Copy out the material below word for word, keeping every line, number, and mark of punctuation unchanged.

☆ ☆ ☆ ☆ ☆ ☆ ☆

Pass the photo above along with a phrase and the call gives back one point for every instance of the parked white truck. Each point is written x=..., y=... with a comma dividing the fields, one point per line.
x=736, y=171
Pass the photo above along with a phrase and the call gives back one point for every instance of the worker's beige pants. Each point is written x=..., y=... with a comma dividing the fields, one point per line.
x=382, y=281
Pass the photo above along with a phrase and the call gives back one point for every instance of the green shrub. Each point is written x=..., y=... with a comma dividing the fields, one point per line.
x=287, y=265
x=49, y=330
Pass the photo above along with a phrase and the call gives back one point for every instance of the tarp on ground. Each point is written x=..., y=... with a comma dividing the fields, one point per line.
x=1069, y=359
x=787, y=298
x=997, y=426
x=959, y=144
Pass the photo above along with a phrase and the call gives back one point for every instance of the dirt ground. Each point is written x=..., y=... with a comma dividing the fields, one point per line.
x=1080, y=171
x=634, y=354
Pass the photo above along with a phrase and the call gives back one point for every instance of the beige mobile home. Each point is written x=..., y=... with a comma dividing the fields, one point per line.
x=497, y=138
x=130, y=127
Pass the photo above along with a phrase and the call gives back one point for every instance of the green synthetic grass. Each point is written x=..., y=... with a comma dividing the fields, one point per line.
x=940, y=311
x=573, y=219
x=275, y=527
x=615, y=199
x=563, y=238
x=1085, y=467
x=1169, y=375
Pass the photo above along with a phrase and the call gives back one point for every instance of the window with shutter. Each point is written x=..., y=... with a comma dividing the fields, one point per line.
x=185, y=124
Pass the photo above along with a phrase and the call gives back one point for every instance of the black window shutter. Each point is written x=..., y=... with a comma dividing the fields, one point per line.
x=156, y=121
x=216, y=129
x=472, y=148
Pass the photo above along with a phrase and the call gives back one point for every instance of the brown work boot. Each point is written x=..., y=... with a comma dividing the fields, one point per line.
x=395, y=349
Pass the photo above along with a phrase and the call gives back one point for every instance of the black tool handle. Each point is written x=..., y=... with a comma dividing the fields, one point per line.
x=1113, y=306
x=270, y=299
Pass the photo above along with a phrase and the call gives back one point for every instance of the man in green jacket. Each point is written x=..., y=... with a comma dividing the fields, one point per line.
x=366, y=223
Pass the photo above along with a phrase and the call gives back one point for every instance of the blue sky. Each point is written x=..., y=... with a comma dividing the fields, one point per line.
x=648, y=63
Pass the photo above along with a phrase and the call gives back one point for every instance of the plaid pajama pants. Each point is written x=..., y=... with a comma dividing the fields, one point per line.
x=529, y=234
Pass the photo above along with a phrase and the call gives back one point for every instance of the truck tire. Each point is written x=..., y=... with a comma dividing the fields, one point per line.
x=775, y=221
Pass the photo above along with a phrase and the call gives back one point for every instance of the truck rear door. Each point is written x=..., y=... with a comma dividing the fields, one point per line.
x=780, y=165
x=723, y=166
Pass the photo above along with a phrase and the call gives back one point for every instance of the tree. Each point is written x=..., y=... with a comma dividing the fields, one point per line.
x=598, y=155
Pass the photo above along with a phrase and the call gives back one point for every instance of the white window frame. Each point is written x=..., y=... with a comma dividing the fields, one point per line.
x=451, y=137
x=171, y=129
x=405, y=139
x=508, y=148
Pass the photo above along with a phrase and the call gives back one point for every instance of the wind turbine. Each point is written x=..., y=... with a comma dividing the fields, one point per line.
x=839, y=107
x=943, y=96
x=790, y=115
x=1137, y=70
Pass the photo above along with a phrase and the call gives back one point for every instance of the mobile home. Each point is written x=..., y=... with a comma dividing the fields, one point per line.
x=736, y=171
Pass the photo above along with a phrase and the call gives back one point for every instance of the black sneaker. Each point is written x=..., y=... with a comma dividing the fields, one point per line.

☆ ☆ ☆ ☆ ☆ ☆ ☆

• [Task answer]:
Pass the photo above along with a phrase and the call gives back one point for every instance of the parked white truck. Each point is written x=..., y=... with a comma dividing the fields, one point per line.
x=736, y=171
Pass the photo above along with a phrase and the call gives back one point for every instance of the worker's beige pants. Each point is written x=..., y=... with a comma dividing the fields, one point per line.
x=382, y=281
Pass the photo above along with a phrase and the call gives back one point for every instance of the green shrub. Each point is written x=..., y=... with a comma dividing the fields, one point per line.
x=287, y=265
x=49, y=330
Pass the photo above along with a phrase and the call gives back one point for every instance of the tarp on ground. Each point is written x=..., y=... with a comma dividing the fields, one point per line.
x=1069, y=359
x=787, y=298
x=997, y=426
x=959, y=144
Pass the photo above along with a phrase and the call gives back one point for every instance of the dirt ground. Each point is written x=..., y=... with a comma dividing the fields, one point per line.
x=1080, y=171
x=634, y=354
Pass the photo above along with a phrase and the call gives back one point for every instance of the beige mobile home. Each point is written x=..., y=... with a comma dividing the fields, one point per line.
x=497, y=138
x=130, y=127
Pass the photo above along with a phrase and the call gives back one point for every instance of the green synthetic grass. Each point is written x=..., y=... with a comma dividing the fields, one point per line.
x=940, y=311
x=573, y=219
x=275, y=527
x=615, y=199
x=563, y=238
x=1085, y=467
x=1169, y=375
Pass the photo above along with a phrase and the call gives back one point for every instance of the window with shutter. Each point is written x=..., y=... with a comma dividing the fields, one point per line.
x=185, y=124
Pass the photo above along with a phrase and the call gives back one point for every instance of the black window shutter. Each point is written x=..., y=... with a comma dividing the fields, one point per line.
x=156, y=121
x=216, y=129
x=472, y=148
Pass the photo above along with a phrase and the call gives back one point for every instance of the brown work boot. Each point is written x=..., y=... with a comma dividing the fields, one point per line.
x=395, y=349
Pass the photo above along with a phrase and the call gives back one point for every instance of the black tool handle. Each point is written x=..., y=... with a comma dividing the fields, one point per line.
x=1113, y=306
x=270, y=299
Pass the photo above along with a phrase and the call gives back one point for every instance of the man in green jacket. Each point is written x=..., y=... with a comma dividing the fields, one point per line.
x=366, y=223
Pass the photo above along with a phrase and the call gives back one point for every instance of the blue sky. Each point is written x=..., y=... with a comma dividing the fields, one point per line.
x=648, y=63
Pass the photo above along with a phrase and the call gives back one point for every instance of the plaid pajama pants. Each point is written x=..., y=... with a comma dividing the fields, one point per line.
x=529, y=234
Pass the photo above along with a phrase and the call gives back one point for every instance of the truck tire. Each point is written x=..., y=... with a comma dividing the fields, one point per line.
x=775, y=221
Pass the photo above along with a phrase and the call gives back one point for every instance of the truck rear door. Each point is written x=..., y=... with a comma dividing the fields, one point per line.
x=780, y=165
x=723, y=166
Pass the photo above along with a phrase and the call gives back one point for every instance of the tree. Each point is written x=..., y=... with a comma dividing the fields, one point per line.
x=598, y=155
Pass the photo above along with a phrase and the call gives back one point for every instance of the white window frame. Each point is written x=..., y=... with a comma dividing the fields, one point per line.
x=451, y=137
x=171, y=129
x=405, y=139
x=508, y=148
Pass the photo above along with a phrase and the call gives back one point for every instance of the wind turbine. Each point is written x=..., y=... with a comma dividing the fields, one point per line.
x=839, y=107
x=943, y=96
x=790, y=115
x=1137, y=70
Pass the photo above along with a phrase and the call gives back one point for every instance of the mobile home. Each point is written x=..., y=... with a comma dividing the fields, one point per line.
x=736, y=171
Pass the photo above along with a phrase and the call gives back one point for every instance of the black sneaker. Each point is written x=..., y=... with a comma dividing the fields, one point per line.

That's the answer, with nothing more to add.